■ PROBLEM TO SOLVE
Find every line of the material below that contains the word "Provide", matching case exactly, and copy each of those lines in full.
━━ RECORDED DATA
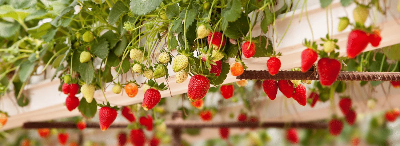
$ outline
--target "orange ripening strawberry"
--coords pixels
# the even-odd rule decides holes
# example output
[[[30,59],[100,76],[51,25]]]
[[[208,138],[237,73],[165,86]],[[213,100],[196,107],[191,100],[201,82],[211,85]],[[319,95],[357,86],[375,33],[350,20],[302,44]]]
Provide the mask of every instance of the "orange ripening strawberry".
[[[203,108],[203,99],[200,99],[194,102],[190,102],[192,105],[198,109]]]
[[[268,72],[270,74],[274,76],[279,72],[280,68],[280,60],[277,58],[273,57],[270,58],[267,61],[267,68],[268,68]]]
[[[313,50],[307,48],[301,52],[301,71],[306,72],[312,66],[318,58],[318,55]]]
[[[229,137],[229,128],[227,127],[220,128],[220,136],[221,138],[226,140]]]
[[[126,120],[131,122],[135,122],[135,116],[130,110],[130,109],[128,106],[124,106],[122,108],[121,113],[122,116],[124,116]]]
[[[99,123],[102,131],[104,131],[117,118],[117,111],[108,106],[103,106],[99,110]]]
[[[207,41],[208,42],[208,46],[210,46],[210,47],[212,48],[214,50],[219,49],[220,46],[221,48],[224,47],[225,44],[225,37],[222,36],[222,33],[220,32],[215,32],[214,33],[212,32],[210,32],[210,34],[208,34],[208,37],[207,38]],[[211,40],[212,37],[212,40]]]
[[[72,111],[79,105],[79,99],[75,95],[71,96],[70,94],[65,99],[65,106],[67,107],[68,110]]]
[[[292,144],[298,143],[299,136],[297,135],[297,130],[296,129],[291,128],[288,130],[286,133],[286,138]]]
[[[247,58],[253,57],[256,54],[256,49],[254,42],[247,41],[242,45],[242,51],[243,52],[243,55]]]
[[[354,58],[365,49],[369,42],[367,33],[361,30],[353,30],[347,39],[347,57]]]
[[[292,97],[296,100],[299,104],[305,106],[307,104],[307,92],[306,91],[306,87],[300,84],[294,88],[294,92]]]
[[[79,121],[76,123],[76,127],[80,130],[82,130],[86,128],[86,122],[83,121]]]
[[[125,86],[124,89],[125,90],[125,92],[129,97],[135,97],[136,94],[138,94],[138,91],[139,90],[138,86],[133,83],[128,84]]]
[[[134,146],[143,146],[146,142],[146,137],[142,129],[132,129],[129,134],[130,142]]]
[[[148,110],[154,108],[161,100],[161,94],[158,90],[154,88],[148,89],[144,92],[142,106],[144,110]]]
[[[321,84],[332,85],[339,76],[342,65],[337,60],[327,58],[321,58],[318,61],[317,71],[319,75]]]
[[[220,90],[224,98],[229,99],[233,96],[235,88],[233,87],[233,85],[224,85],[221,86]]]
[[[39,128],[38,129],[38,134],[42,138],[47,138],[50,136],[50,129]]]
[[[210,88],[210,80],[205,76],[199,74],[190,78],[188,85],[188,97],[193,102],[203,98]]]
[[[292,97],[294,88],[292,81],[290,80],[279,80],[278,81],[278,87],[279,91],[288,98]]]
[[[200,118],[204,121],[209,121],[212,119],[212,114],[210,110],[204,110],[200,112],[199,113],[200,115]]]
[[[278,82],[274,80],[266,80],[262,81],[262,88],[270,99],[273,100],[276,98],[278,92]]]
[[[329,121],[328,127],[329,133],[331,135],[337,136],[342,133],[342,130],[343,129],[343,123],[338,119],[332,119]]]

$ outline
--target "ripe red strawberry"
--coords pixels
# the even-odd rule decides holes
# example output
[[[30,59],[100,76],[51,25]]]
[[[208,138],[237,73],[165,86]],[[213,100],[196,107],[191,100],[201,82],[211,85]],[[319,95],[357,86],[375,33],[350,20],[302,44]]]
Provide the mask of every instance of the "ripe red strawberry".
[[[146,142],[146,137],[142,129],[132,129],[129,134],[130,142],[134,146],[143,146]]]
[[[227,127],[220,128],[220,136],[221,138],[226,140],[229,137],[229,128]]]
[[[46,138],[50,136],[50,129],[40,128],[38,129],[38,134],[42,138]]]
[[[348,97],[342,98],[339,101],[339,107],[343,114],[346,115],[351,109],[351,99]]]
[[[278,92],[278,82],[274,80],[266,80],[262,81],[262,88],[270,99],[273,100],[276,98]]]
[[[122,108],[121,113],[126,120],[131,122],[135,122],[135,115],[131,112],[130,109],[128,106],[124,106]]]
[[[208,92],[210,80],[205,76],[197,74],[190,78],[188,85],[188,97],[193,102],[203,98]]]
[[[203,121],[208,121],[212,119],[212,114],[210,110],[202,110],[199,114],[200,115],[200,118]]]
[[[228,99],[233,96],[233,92],[235,92],[235,88],[233,85],[225,85],[221,86],[220,88],[221,94],[225,99]]]
[[[117,111],[108,106],[103,106],[99,110],[99,122],[102,131],[106,131],[117,118]]]
[[[306,87],[303,84],[299,84],[294,88],[294,92],[292,96],[299,104],[305,106],[307,104],[307,92]]]
[[[292,81],[290,80],[279,80],[278,81],[278,87],[279,91],[288,98],[292,97],[294,88]]]
[[[254,42],[247,41],[243,43],[242,45],[242,51],[243,52],[244,57],[249,58],[253,57],[256,54],[256,45],[254,44]]]
[[[279,59],[275,57],[270,58],[267,61],[268,72],[272,76],[276,74],[279,71],[279,68],[280,68],[280,60]]]
[[[144,92],[144,97],[142,103],[142,106],[144,110],[148,110],[154,108],[161,100],[160,92],[154,88],[150,88]]]
[[[312,99],[312,102],[311,102],[311,107],[313,107],[315,106],[315,104],[317,103],[317,101],[320,99],[320,96],[317,93],[313,92],[310,94],[308,98]]]
[[[139,118],[139,123],[141,125],[146,127],[147,131],[151,131],[153,130],[153,117],[150,115],[147,115],[145,117],[142,116]]]
[[[70,95],[65,99],[65,106],[67,109],[70,111],[74,110],[79,105],[79,99],[75,95]]]
[[[65,145],[65,144],[67,143],[67,141],[68,140],[68,133],[59,133],[58,136],[58,142],[59,142],[61,145]]]
[[[367,33],[361,30],[353,30],[347,39],[347,57],[354,58],[365,49],[368,45]]]
[[[119,146],[125,146],[126,144],[126,134],[121,132],[118,134],[118,145]]]
[[[286,134],[286,138],[288,141],[293,144],[299,142],[299,136],[297,135],[297,130],[294,128],[291,128],[288,130]]]
[[[211,68],[210,70],[210,73],[215,73],[215,76],[219,76],[221,74],[221,70],[222,68],[222,64],[221,60],[217,61],[215,62],[216,65],[210,64]]]
[[[347,114],[344,116],[344,118],[346,119],[347,123],[350,126],[353,125],[356,122],[356,118],[357,118],[357,114],[354,110],[350,110]]]
[[[312,66],[318,58],[318,55],[315,51],[307,48],[301,52],[301,71],[306,72]]]
[[[82,131],[82,130],[86,128],[86,122],[83,121],[79,121],[76,123],[76,127],[78,129]]]
[[[212,37],[212,42],[211,42]],[[222,33],[218,32],[214,32],[214,36],[213,33],[210,32],[208,34],[208,37],[207,38],[207,41],[208,42],[208,46],[210,46],[210,47],[214,50],[218,50],[220,46],[221,46],[221,48],[224,47],[225,44],[225,37],[222,37]]]
[[[329,121],[328,128],[329,133],[333,136],[337,136],[340,134],[343,129],[343,123],[337,119],[332,119]]]
[[[323,58],[318,61],[317,71],[319,76],[321,84],[332,85],[338,78],[342,65],[337,60]]]

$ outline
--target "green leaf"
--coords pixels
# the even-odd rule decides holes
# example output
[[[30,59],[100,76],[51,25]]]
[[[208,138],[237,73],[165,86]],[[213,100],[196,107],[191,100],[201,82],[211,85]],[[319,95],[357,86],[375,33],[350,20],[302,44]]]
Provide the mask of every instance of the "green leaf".
[[[109,52],[108,42],[105,38],[99,40],[97,42],[94,42],[94,44],[92,46],[90,52],[98,58],[104,59],[107,58]]]
[[[93,100],[92,102],[88,103],[86,101],[86,99],[82,98],[79,102],[78,109],[85,118],[93,118],[97,112],[97,102],[96,102],[96,100]]]
[[[117,1],[112,6],[108,14],[108,23],[114,25],[122,14],[129,12],[129,8],[122,1]]]
[[[142,16],[156,10],[162,0],[131,0],[130,10],[134,14]]]
[[[245,14],[242,13],[242,16],[237,20],[229,22],[224,34],[232,39],[246,36],[249,31],[249,24],[246,18],[248,18],[248,17]]]
[[[222,16],[228,21],[232,22],[240,17],[242,8],[239,0],[229,0],[226,8],[222,10]]]

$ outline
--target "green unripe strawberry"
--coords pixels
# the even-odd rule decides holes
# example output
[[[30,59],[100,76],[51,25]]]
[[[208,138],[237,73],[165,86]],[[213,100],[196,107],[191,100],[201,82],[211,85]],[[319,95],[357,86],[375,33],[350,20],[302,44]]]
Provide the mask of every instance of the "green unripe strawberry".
━━━━
■ WRITTEN ANSWER
Provide the mask of every instance of the "orange ripening strawberry".
Provide the mask of every instance of the "ripe red strawberry".
Provide the mask of every instance of the "green leaf".
Provide the mask of every instance of the "green unripe strawberry".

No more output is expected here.